[Point localization data]
+ + + + +
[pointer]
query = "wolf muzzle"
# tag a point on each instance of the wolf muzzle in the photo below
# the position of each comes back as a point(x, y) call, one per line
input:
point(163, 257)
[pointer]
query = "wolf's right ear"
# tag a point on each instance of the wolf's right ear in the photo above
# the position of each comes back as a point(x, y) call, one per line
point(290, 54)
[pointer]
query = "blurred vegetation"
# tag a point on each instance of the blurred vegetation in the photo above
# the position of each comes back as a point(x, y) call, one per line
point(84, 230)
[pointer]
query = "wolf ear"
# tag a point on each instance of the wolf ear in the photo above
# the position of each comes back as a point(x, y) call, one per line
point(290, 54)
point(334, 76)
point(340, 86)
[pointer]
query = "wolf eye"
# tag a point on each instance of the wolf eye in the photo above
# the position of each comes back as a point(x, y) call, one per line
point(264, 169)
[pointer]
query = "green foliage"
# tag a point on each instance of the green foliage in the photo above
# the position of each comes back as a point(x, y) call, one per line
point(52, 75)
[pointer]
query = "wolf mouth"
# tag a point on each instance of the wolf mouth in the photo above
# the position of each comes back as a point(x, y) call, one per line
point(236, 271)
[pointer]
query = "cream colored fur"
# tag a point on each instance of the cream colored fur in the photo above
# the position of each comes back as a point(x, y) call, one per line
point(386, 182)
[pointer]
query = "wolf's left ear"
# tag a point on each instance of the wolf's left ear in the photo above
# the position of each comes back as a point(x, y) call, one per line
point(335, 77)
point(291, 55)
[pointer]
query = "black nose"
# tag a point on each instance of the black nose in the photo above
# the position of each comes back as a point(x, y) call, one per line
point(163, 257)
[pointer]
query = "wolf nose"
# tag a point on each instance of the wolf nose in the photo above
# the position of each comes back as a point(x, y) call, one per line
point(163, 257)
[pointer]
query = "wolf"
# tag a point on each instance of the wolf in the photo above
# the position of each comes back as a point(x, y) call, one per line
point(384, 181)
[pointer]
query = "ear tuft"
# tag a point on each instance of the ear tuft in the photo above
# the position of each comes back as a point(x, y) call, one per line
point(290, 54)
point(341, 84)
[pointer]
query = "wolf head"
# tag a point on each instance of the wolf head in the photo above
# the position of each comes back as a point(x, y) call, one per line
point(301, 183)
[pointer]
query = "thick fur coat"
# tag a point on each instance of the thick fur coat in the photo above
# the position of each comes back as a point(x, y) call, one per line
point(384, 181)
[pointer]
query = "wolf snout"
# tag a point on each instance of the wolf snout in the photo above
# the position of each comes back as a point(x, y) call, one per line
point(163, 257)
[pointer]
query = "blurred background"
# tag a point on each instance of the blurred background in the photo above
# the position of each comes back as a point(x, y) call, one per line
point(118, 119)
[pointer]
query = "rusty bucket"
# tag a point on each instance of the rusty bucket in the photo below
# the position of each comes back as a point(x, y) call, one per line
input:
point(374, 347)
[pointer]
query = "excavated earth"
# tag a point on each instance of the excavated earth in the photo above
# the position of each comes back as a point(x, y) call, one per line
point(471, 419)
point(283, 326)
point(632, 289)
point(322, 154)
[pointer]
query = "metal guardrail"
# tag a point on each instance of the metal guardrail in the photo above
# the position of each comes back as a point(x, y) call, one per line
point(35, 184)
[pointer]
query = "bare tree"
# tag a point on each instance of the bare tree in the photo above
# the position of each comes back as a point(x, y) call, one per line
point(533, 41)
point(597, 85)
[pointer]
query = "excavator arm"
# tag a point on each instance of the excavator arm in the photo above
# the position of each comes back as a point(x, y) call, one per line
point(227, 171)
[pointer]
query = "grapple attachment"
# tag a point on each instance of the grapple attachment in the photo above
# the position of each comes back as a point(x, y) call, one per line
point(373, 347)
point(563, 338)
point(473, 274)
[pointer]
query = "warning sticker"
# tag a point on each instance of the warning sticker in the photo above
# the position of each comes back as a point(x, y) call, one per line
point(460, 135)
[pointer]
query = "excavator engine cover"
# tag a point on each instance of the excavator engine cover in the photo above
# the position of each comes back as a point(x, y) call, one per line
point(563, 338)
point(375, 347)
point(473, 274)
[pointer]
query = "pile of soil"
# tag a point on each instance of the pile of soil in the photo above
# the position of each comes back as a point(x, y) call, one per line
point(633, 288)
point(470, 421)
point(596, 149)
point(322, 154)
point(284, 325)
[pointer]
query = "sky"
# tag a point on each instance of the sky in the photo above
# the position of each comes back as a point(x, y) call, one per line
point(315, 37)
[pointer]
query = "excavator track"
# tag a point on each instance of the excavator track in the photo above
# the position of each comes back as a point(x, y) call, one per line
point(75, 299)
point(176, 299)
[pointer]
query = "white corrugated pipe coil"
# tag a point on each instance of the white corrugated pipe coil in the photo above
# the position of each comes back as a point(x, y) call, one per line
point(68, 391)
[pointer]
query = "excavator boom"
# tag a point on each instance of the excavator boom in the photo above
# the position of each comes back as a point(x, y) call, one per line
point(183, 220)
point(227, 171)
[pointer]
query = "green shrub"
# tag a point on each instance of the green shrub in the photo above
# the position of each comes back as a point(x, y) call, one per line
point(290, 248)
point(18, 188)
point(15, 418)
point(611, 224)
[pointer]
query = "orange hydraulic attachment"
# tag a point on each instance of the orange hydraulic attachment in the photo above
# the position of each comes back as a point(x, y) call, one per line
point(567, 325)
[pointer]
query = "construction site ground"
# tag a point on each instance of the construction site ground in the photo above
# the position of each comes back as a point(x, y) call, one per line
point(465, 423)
+ + + + +
Work to complete: Retype every record above exactly.

Answer for this exercise:
[pointer]
query = "wolf muzzle"
# tag a point on each instance of the wolf muzzle in the photo below
# the position of each comes back as a point(x, y) call, one per line
input:
point(163, 257)
[pointer]
query = "wolf's right ear"
# tag a point on each instance of the wolf's right ear in the photo above
# the position of each comes back as a point(x, y) call, one per line
point(290, 54)
[pointer]
query = "blurred vegetation"
# tag a point on each instance of the blurred vegetation in the photo above
# the position of each comes back as a point(x, y) call, one per line
point(84, 230)
[pointer]
query = "wolf ear"
# tag a point on each instance of the wolf ear in the photo above
# the position of each comes back as a point(x, y) call, one per line
point(290, 54)
point(334, 76)
point(340, 86)
[pointer]
query = "wolf eye"
# tag a point on each instance of the wolf eye in the photo above
# the position of each comes back as a point(x, y) call, one per line
point(264, 169)
[pointer]
query = "green foliage"
# tag a point on each instance of the green foliage in the photo above
# the position of each comes back as a point(x, y) call, one per line
point(52, 75)
[pointer]
query = "wolf mouth"
# tag a point on each instance of the wolf mouth in the photo above
# the position of each comes back as a point(x, y) call, one per line
point(236, 271)
[pointer]
query = "cream colored fur"
# tag a point on each instance of the cream colored fur in the photo above
# the position of each comes back as a point(x, y) call, one per line
point(386, 182)
[pointer]
query = "wolf's left ear"
# tag a point on each instance of the wolf's left ear in the photo above
# the position of each comes back as a point(x, y) call, one per line
point(335, 77)
point(291, 55)
[pointer]
query = "black nose"
# tag a point on each instance of the black nose in the photo above
# the position of each comes back as a point(x, y) call, one per line
point(163, 257)
[pointer]
query = "wolf nose"
# tag a point on each instance of the wolf nose in the photo above
# the position of each comes back as a point(x, y) call, one per line
point(163, 257)
[pointer]
query = "wolf"
# tag a point on each instance of the wolf in the photo above
# the position of each comes back as a point(x, y) call, one per line
point(384, 181)
[pointer]
query = "ear tuft"
# tag a point on each instance of the ear tuft in the photo above
# the position of each comes back as a point(x, y) call, one per line
point(290, 54)
point(341, 84)
[pointer]
query = "wolf head"
# tag a point on each instance of the wolf head in the photo above
# the position of each comes back as a point(x, y) call, one per line
point(301, 183)
[pointer]
query = "thick fur coat"
# tag a point on each instance of the thick fur coat in the photo above
# the position of each comes back as a point(x, y) call, one per line
point(384, 181)
[pointer]
query = "wolf snout"
# tag a point on each instance of the wolf snout in the photo above
# the position of each comes back as a point(x, y) call, one per line
point(163, 257)
[pointer]
query = "blurred background"
# tag a point on each instance of the blurred background in the photo above
# the position of each comes back as a point(x, y) call, one per line
point(118, 119)
[pointer]
query = "rusty bucket"
# tag a point on each instance of the rusty bucket in the photo below
# the position of each comes back as a point(x, y) call, one per line
input:
point(374, 347)
[pointer]
query = "excavated earth"
# tag a point on each instance of the excavated earth in the photo above
# the position of each comes back as a point(x, y) call, one per line
point(471, 419)
point(283, 326)
point(632, 289)
point(322, 154)
[pointer]
query = "metal guardrail"
# tag a point on each instance of the metal guardrail in the photo above
# the position of each comes back as a point(x, y) call, one per line
point(35, 184)
[pointer]
query = "bare tree"
# tag a point on each instance of the bare tree in the photo above
# the position of each comes back as a point(x, y) call, one per line
point(533, 41)
point(597, 85)
[pointer]
query = "excavator arm"
# tag a point on each instance of the excavator arm in the photo above
# the position of each comes back as a point(x, y) call, one per line
point(227, 171)
[pointer]
query = "grapple attachment"
# tag a point on each instance of the grapple attachment in the photo above
# the position of each comes back as a point(x, y) call, one per line
point(373, 347)
point(563, 338)
point(473, 274)
[pointer]
query = "warning sticker"
# tag a point on each instance of the warning sticker in the photo above
# the position of each comes back as a point(x, y) call, one per line
point(460, 135)
[pointer]
query = "excavator engine cover"
# tag a point on each instance of the excavator engine cover in the photo above
# the position of each comes back as a point(x, y) call, one per line
point(563, 338)
point(375, 347)
point(473, 274)
[pointer]
query = "pile of soil"
# tag a point on each instance of the pile of soil in the photo above
# the position of each comes back as a point(x, y) call, one per line
point(633, 288)
point(470, 421)
point(596, 149)
point(322, 154)
point(284, 325)
[pointer]
query = "sky"
# tag a point on each instance of the sky in the photo above
# the position of each comes back as a point(x, y) call, one per line
point(315, 37)
[pointer]
query = "excavator track"
# tag a point on each instance of the excavator track in the photo above
# the position of each comes back as a point(x, y) call, one per line
point(75, 299)
point(176, 299)
[pointer]
query = "white corrugated pipe coil"
# tag a point on each instance of the white corrugated pipe coil in the photo above
# the position of each comes back as a point(x, y) call, one per line
point(68, 391)
[pointer]
query = "excavator boom"
# tag a point on each instance of the excavator boom in the photo above
# the position of each comes back as a point(x, y) call, one per line
point(183, 220)
point(227, 171)
[pointer]
query = "green shrub"
# tag a point on each instance of the green shrub in the photo above
# the position of each comes back as a point(x, y) call, one per line
point(290, 248)
point(18, 188)
point(15, 418)
point(611, 224)
[pointer]
query = "orange hydraulic attachment"
# tag a point on each instance of the orange hydraulic attachment in the photo above
# the position of each comes back as a point(x, y) call, one per line
point(567, 325)
[pointer]
query = "construction site ground"
# tag a point on each instance of the construction site ground in the photo above
# the position of each comes back as a point(x, y) call, one per line
point(465, 423)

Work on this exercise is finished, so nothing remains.